TASK REQUIREMENTS: Put the rows into a JSON list of strings, one string per row with blank rows left out, starting at the row that contains "indicate the man" and ending at the last row.

Data lines:
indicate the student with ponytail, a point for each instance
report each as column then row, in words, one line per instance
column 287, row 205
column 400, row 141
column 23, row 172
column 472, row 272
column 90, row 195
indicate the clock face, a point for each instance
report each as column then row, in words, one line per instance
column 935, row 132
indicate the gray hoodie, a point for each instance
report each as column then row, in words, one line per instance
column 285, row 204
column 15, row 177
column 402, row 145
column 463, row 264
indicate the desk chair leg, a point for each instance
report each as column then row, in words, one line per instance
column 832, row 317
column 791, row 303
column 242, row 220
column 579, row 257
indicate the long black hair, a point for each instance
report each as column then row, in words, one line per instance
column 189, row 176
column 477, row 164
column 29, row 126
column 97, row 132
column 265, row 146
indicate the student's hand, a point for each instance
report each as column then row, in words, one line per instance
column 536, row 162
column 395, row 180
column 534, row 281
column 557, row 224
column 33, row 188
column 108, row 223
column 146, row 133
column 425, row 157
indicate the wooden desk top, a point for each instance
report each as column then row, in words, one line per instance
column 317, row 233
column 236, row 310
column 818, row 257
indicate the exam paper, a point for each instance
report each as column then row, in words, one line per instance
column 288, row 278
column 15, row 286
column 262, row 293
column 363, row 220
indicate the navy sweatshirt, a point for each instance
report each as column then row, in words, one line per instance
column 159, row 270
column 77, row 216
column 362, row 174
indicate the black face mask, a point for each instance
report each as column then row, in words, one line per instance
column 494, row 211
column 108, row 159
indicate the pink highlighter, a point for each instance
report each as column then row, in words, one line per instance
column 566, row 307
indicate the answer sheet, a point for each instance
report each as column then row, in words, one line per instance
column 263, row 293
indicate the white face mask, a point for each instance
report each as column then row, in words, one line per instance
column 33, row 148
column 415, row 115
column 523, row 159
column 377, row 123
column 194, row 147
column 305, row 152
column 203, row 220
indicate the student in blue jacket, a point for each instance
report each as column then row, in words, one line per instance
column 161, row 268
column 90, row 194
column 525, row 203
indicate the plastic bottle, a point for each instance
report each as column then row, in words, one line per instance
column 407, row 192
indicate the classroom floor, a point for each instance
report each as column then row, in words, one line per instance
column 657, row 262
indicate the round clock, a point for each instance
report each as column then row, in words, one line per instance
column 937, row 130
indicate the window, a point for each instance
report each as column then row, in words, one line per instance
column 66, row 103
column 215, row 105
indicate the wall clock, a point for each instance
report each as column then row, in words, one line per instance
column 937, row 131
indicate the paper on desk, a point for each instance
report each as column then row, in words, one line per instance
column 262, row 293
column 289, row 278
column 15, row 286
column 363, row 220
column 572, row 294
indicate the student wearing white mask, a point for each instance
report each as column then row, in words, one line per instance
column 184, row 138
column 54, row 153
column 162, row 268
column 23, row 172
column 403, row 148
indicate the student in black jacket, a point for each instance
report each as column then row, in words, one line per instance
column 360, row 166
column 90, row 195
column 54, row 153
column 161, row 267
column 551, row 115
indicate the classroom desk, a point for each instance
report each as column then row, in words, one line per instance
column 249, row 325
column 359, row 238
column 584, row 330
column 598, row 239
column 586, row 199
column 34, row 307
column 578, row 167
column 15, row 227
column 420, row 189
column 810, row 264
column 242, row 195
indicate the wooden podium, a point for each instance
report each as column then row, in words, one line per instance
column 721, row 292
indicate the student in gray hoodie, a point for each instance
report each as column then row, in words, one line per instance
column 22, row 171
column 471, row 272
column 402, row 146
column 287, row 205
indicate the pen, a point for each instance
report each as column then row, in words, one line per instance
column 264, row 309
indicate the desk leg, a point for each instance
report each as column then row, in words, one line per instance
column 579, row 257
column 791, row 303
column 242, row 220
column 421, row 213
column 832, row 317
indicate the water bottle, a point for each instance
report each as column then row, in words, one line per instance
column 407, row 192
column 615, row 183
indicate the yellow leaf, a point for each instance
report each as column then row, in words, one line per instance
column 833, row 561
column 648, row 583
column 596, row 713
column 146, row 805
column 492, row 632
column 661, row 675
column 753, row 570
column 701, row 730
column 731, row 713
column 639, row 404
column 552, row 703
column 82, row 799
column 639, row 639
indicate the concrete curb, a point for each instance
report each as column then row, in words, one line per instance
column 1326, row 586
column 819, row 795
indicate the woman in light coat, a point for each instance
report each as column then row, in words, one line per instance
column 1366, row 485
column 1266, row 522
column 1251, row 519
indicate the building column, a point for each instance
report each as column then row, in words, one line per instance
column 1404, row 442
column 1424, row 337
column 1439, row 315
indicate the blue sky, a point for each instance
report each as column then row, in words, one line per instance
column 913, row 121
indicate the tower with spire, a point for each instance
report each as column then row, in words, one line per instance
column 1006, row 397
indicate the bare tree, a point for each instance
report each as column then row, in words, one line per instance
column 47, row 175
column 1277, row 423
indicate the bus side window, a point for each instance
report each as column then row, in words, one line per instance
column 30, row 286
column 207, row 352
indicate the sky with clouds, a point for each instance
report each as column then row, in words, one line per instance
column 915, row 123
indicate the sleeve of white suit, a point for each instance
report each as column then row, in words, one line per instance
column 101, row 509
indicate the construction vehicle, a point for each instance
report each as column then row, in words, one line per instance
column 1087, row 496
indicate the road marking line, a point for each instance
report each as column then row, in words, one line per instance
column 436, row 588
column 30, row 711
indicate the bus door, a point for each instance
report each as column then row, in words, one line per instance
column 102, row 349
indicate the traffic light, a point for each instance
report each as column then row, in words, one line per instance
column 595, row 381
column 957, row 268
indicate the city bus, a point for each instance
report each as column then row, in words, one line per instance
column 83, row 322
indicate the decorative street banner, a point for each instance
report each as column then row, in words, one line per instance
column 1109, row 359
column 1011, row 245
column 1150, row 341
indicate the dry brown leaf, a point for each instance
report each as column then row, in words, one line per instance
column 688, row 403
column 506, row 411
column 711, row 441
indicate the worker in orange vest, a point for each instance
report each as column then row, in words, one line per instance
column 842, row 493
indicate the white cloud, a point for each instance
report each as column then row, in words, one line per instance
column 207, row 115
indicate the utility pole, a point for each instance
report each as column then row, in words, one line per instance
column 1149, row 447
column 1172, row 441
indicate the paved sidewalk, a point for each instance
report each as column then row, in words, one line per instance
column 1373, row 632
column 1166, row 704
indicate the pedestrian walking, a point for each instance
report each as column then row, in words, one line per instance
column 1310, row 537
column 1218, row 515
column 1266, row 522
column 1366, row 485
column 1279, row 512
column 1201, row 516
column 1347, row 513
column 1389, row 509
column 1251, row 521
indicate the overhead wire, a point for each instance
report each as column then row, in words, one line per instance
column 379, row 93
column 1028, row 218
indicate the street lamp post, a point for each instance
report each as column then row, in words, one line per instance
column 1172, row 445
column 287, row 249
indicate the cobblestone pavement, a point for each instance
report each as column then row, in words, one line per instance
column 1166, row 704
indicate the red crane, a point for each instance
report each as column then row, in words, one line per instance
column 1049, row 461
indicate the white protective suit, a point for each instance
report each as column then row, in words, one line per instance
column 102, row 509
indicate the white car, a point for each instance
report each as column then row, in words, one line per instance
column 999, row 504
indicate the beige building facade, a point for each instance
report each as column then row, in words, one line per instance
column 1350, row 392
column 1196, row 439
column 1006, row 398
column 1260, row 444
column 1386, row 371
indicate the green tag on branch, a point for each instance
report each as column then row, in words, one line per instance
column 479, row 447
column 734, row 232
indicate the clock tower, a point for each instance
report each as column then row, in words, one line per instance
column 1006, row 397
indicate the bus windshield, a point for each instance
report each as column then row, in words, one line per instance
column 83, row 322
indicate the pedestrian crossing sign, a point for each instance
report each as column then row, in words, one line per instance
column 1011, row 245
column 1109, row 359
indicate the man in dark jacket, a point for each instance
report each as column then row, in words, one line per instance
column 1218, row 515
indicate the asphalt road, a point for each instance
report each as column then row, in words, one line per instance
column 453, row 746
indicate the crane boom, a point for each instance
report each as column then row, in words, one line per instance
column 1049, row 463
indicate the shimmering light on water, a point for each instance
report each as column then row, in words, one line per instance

ANSWER FOR THIS EXERCISE:
[
  "indicate the man in dark jacket, a point for each instance",
  "report each as column then row, in words, one line per instance",
  "column 1218, row 515",
  "indicate the asphalt road, a point for each instance",
  "report each as column then row, in words, one line per instance",
  "column 453, row 746",
  "indicate the crane boom, a point for each instance",
  "report each as column then row, in words, one line per instance",
  "column 1049, row 463",
  "indicate the shimmering light on water, a point for each instance",
  "report each as column then row, in words, one line per instance"
]